WHAT TO WORK ON: Count the lines in the records below that contain the string "white", with case counting. Give only the number.

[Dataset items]
——————————
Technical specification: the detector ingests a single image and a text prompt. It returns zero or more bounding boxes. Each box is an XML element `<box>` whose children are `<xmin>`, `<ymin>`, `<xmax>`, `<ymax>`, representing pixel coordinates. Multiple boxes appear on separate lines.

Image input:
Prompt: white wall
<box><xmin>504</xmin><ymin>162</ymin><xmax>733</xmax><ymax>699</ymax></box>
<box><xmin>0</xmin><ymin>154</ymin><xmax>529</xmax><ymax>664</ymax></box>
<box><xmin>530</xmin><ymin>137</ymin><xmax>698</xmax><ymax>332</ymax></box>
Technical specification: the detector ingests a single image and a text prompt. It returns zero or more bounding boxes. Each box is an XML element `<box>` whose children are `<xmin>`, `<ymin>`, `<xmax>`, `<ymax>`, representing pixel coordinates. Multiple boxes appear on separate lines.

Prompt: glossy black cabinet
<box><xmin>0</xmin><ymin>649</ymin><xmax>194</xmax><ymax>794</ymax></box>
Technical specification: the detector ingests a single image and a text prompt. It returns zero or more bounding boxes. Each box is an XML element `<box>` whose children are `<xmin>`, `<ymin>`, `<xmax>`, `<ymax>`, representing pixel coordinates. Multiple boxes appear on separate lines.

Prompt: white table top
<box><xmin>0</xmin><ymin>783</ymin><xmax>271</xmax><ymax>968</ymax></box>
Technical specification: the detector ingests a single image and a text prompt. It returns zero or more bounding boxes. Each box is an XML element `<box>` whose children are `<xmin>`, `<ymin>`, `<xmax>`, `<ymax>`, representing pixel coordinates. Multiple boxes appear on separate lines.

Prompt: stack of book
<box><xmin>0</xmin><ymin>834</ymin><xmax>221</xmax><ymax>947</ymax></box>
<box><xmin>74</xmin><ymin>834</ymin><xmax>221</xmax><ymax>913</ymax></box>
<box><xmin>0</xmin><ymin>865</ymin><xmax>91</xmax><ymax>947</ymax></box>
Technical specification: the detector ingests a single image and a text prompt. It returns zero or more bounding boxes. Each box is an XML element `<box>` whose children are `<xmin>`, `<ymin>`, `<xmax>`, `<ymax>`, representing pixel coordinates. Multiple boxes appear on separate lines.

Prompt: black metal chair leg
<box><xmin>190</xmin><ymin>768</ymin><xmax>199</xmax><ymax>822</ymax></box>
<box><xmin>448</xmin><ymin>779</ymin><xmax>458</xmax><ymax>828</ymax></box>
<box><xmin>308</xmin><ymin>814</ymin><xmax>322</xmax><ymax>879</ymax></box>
——————————
EXERCISE RESPONSE: 2